Convert the items into a Markdown table with the columns Row and Item line, starting at the line that contains "In this picture, where can the pen tip" and ending at the last line of the items, both included. Number each row, skip blank lines, and leave the pictures out of the answer.

## Start

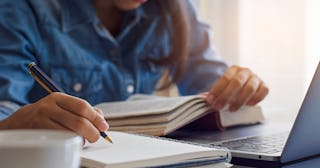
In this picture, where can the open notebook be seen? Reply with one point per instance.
(132, 150)
(157, 115)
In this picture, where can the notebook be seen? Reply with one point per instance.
(132, 150)
(159, 115)
(300, 142)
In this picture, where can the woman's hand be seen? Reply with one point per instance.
(59, 111)
(237, 86)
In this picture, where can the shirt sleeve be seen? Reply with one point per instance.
(17, 43)
(204, 65)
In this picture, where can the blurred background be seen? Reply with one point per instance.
(277, 39)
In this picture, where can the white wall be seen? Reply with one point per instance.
(278, 39)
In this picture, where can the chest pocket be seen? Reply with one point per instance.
(81, 81)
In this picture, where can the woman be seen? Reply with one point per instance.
(107, 50)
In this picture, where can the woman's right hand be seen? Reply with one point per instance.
(59, 111)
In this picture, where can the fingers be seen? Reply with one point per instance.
(261, 93)
(247, 92)
(81, 108)
(221, 84)
(237, 86)
(76, 123)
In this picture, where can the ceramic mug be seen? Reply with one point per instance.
(39, 149)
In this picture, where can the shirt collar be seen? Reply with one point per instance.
(76, 12)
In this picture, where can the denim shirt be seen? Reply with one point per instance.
(66, 39)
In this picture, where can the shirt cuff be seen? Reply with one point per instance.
(7, 108)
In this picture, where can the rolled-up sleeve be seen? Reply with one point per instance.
(17, 43)
(204, 65)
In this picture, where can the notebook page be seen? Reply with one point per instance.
(140, 149)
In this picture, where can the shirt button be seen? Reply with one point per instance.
(130, 89)
(113, 51)
(77, 87)
(100, 26)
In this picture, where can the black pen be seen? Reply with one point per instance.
(50, 86)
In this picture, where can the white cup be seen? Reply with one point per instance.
(39, 149)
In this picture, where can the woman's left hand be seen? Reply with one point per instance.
(236, 87)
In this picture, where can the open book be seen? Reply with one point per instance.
(132, 150)
(156, 115)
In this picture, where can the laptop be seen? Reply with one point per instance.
(260, 144)
(302, 141)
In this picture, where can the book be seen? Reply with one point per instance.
(158, 115)
(133, 150)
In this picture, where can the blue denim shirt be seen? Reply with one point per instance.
(66, 39)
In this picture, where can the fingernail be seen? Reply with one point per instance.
(218, 106)
(233, 108)
(103, 125)
(209, 99)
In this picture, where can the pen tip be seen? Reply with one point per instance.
(108, 139)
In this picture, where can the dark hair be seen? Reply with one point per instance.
(178, 18)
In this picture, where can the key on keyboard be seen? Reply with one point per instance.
(261, 144)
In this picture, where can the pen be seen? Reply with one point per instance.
(50, 86)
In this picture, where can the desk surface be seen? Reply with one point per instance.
(210, 136)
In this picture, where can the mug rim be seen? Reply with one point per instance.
(37, 138)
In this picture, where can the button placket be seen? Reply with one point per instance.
(77, 87)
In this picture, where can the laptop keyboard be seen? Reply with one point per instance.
(268, 144)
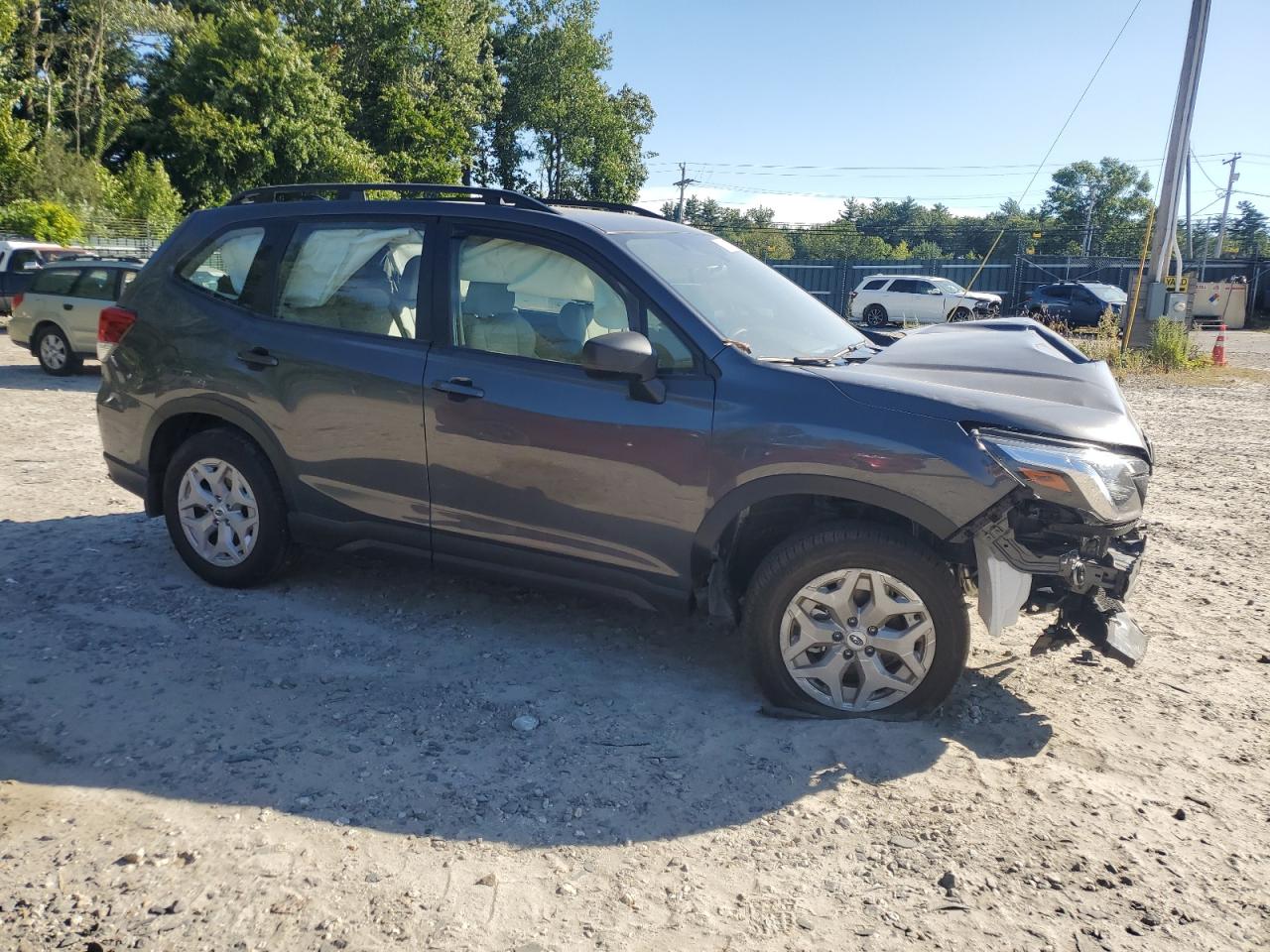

## End

Task output:
| Row | Item line |
|---|---|
| 1 | In this picture, where can the pen tip be seen? Reply with one point per instance. |
| 2 | (108, 139) |
| 3 | In this picture, where can the dark hair be seen? Reply with one point per instance. |
| 4 | (178, 18) |
| 5 | In this picture, where can the key on keyboard be seen? Reply with one point per instance. |
| 6 | (261, 144) |
| 7 | In this picture, where can the pen be seen? Reply with one point per instance. |
| 8 | (50, 86) |
| 9 | In this picture, where can the desk surface be seen? Reply with one point per instance. |
| 10 | (210, 136) |
| 11 | In this picture, where can the mug rim be seen? Reply with one point per instance. |
| 12 | (37, 138) |
| 13 | In this picture, where can the button placket be seen? Reply with one point per instance. |
| 14 | (77, 87) |
| 15 | In this picture, where can the laptop keyboard be seen? Reply with one point per instance. |
| 16 | (268, 144) |